**Written problem:**
Pick out and copy every line of the material below that contains the word "yellow". Case counts when matching.

**Data listing:**
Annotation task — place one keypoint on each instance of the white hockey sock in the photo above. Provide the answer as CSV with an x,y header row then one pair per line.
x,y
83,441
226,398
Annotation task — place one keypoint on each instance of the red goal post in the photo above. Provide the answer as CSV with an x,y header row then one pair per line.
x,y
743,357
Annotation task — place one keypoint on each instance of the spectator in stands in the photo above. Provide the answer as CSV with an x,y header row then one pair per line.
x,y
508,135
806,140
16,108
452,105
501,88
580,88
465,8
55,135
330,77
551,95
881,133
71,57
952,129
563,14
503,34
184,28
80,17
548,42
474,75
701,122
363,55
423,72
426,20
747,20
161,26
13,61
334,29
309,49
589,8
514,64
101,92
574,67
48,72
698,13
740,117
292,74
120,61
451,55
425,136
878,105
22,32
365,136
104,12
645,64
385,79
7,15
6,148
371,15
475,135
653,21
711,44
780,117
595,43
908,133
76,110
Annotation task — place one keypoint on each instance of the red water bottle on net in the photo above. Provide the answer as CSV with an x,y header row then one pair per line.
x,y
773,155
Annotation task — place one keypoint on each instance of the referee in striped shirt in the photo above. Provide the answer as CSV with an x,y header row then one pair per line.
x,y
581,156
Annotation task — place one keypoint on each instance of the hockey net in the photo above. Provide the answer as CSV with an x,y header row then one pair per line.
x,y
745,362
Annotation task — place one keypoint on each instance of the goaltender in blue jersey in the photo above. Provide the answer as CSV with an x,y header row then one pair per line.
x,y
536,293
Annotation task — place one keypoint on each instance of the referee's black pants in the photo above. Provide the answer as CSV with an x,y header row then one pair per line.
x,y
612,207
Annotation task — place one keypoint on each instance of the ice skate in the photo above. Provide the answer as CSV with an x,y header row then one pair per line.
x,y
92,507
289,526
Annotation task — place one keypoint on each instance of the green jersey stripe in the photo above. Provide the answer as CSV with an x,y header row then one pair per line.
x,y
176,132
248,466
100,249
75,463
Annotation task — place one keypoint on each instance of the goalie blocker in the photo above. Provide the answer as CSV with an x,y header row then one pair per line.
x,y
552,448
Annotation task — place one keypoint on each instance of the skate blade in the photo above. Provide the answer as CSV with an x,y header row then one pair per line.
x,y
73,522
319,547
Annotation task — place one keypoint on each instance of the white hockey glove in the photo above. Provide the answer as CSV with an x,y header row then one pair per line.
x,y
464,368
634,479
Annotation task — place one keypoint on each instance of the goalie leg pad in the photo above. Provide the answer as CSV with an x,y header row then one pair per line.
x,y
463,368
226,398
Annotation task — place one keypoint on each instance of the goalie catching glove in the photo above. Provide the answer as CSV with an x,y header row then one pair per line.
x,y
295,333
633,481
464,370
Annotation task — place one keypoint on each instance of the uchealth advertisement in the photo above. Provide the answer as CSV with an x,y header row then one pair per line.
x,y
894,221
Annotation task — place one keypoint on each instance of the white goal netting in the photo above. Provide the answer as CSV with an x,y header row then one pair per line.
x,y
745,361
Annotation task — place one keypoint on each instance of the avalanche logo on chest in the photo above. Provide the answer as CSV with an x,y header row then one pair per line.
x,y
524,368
==
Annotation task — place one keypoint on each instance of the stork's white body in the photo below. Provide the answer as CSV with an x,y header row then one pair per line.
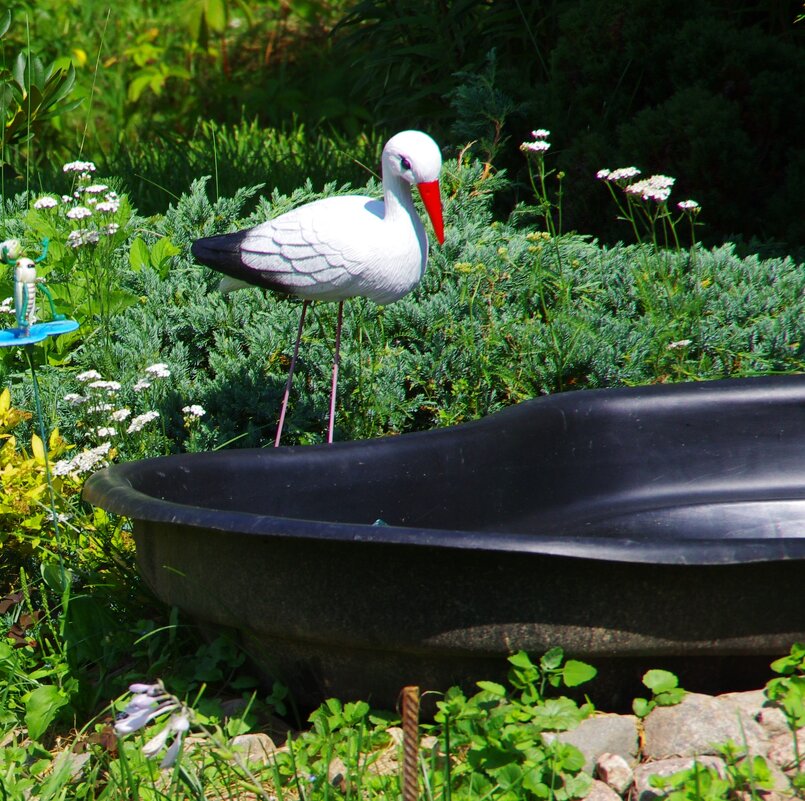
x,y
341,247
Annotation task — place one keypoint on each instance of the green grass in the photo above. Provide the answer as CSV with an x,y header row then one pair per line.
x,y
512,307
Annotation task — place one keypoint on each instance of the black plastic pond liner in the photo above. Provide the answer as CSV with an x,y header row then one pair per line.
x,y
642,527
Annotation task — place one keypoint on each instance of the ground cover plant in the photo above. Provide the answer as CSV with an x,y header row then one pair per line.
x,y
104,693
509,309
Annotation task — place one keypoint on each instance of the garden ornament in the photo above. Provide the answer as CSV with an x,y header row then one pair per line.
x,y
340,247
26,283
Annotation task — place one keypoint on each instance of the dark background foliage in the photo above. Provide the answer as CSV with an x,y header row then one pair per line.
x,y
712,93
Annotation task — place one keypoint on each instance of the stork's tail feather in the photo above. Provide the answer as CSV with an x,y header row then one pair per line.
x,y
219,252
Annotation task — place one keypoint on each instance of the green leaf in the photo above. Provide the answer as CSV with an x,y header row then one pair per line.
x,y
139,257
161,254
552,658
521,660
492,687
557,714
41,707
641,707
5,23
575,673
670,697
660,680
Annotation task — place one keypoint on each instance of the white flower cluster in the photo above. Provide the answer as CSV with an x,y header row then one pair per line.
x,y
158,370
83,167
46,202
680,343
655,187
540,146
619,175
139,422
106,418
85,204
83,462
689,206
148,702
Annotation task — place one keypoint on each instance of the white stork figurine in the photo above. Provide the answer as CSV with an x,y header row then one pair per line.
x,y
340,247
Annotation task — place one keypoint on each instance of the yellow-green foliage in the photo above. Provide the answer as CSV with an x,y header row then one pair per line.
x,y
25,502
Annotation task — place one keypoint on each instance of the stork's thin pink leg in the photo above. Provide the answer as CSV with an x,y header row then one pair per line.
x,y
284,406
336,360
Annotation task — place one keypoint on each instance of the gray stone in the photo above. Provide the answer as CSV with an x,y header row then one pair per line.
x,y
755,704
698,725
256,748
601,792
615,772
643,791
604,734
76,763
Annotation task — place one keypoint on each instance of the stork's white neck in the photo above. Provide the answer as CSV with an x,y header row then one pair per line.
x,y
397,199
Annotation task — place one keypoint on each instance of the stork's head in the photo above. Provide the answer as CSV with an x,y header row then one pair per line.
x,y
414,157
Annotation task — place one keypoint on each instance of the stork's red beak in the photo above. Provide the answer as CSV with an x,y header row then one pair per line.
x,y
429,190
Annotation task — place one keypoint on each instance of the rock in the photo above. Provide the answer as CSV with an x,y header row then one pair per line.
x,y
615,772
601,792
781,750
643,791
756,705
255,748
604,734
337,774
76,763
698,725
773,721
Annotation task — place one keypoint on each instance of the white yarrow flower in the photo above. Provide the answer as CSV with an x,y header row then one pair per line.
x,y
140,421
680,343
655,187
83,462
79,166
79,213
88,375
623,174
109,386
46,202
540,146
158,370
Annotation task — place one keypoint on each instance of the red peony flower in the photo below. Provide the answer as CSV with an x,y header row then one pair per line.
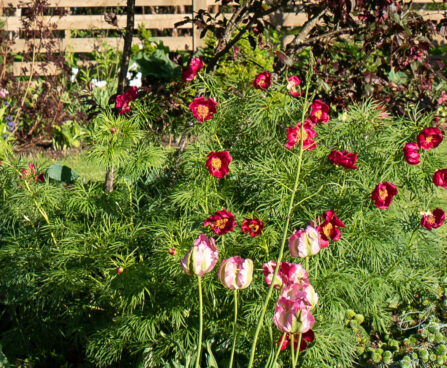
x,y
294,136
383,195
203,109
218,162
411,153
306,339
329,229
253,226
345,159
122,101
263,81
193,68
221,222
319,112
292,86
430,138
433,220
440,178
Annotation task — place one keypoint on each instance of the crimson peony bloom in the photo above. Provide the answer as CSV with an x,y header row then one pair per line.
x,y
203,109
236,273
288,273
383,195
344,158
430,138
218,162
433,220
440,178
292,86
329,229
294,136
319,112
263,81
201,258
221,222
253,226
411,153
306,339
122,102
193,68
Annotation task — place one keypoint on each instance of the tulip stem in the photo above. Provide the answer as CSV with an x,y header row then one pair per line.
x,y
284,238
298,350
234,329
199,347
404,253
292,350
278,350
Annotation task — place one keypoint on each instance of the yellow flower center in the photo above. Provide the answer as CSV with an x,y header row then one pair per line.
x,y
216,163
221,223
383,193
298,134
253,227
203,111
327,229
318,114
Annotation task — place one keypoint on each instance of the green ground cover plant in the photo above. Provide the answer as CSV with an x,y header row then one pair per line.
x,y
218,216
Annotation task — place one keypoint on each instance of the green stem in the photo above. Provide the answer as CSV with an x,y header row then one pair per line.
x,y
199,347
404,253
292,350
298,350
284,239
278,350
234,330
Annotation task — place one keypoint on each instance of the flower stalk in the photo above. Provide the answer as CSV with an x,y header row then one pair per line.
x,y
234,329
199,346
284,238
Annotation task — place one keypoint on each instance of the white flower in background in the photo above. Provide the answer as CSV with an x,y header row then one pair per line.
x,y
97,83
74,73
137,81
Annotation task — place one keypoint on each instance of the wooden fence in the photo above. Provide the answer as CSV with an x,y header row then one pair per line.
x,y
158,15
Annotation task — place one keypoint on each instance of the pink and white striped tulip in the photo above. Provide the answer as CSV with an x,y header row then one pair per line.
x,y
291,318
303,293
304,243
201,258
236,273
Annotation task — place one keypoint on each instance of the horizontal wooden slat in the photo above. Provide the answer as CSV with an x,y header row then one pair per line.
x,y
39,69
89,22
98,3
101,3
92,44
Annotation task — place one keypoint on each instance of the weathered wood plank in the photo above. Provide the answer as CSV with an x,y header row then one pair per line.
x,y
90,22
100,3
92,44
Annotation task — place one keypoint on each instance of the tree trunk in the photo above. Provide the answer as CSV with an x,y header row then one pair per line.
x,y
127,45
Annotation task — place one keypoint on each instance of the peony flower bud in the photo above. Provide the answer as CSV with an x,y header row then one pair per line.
==
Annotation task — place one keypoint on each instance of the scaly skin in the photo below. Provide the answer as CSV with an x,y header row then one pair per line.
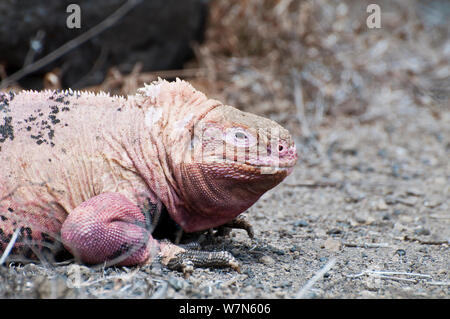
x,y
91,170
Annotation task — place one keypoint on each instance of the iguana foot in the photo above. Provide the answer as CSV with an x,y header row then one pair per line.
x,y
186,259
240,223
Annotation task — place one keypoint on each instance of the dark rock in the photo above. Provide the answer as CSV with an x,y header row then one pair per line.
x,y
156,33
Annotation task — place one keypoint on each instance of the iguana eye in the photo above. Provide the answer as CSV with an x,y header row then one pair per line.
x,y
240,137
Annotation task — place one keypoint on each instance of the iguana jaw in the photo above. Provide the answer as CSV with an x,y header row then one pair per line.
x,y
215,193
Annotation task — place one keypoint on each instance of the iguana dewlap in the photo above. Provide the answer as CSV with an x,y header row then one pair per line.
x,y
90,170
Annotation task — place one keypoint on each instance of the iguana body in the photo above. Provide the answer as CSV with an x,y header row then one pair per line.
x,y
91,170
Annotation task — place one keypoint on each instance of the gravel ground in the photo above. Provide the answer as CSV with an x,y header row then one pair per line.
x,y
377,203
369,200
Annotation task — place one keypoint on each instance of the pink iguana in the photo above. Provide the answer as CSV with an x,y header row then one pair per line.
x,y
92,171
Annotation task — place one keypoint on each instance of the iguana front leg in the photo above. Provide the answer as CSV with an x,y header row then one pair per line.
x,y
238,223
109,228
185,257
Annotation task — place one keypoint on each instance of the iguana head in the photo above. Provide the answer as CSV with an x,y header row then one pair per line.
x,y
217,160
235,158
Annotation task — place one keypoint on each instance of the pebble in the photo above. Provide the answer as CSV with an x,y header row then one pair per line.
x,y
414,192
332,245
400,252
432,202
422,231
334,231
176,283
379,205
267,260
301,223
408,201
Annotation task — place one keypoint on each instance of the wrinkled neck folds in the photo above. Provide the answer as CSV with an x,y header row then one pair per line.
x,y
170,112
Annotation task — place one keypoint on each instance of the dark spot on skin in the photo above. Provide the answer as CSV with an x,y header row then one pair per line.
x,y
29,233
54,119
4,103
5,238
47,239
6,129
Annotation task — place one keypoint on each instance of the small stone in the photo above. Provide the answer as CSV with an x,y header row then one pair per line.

**Written solution:**
Annotation task — place one keypoint on each instance of the yellow-green foliage in the photo above. Provide the answer as CSV with an x,y header row then one pair per line.
Annotation task — place one keypoint on each instance of the yellow flower center in the photo above. Provide the answer as CSV with an x,y header row then one pair per line.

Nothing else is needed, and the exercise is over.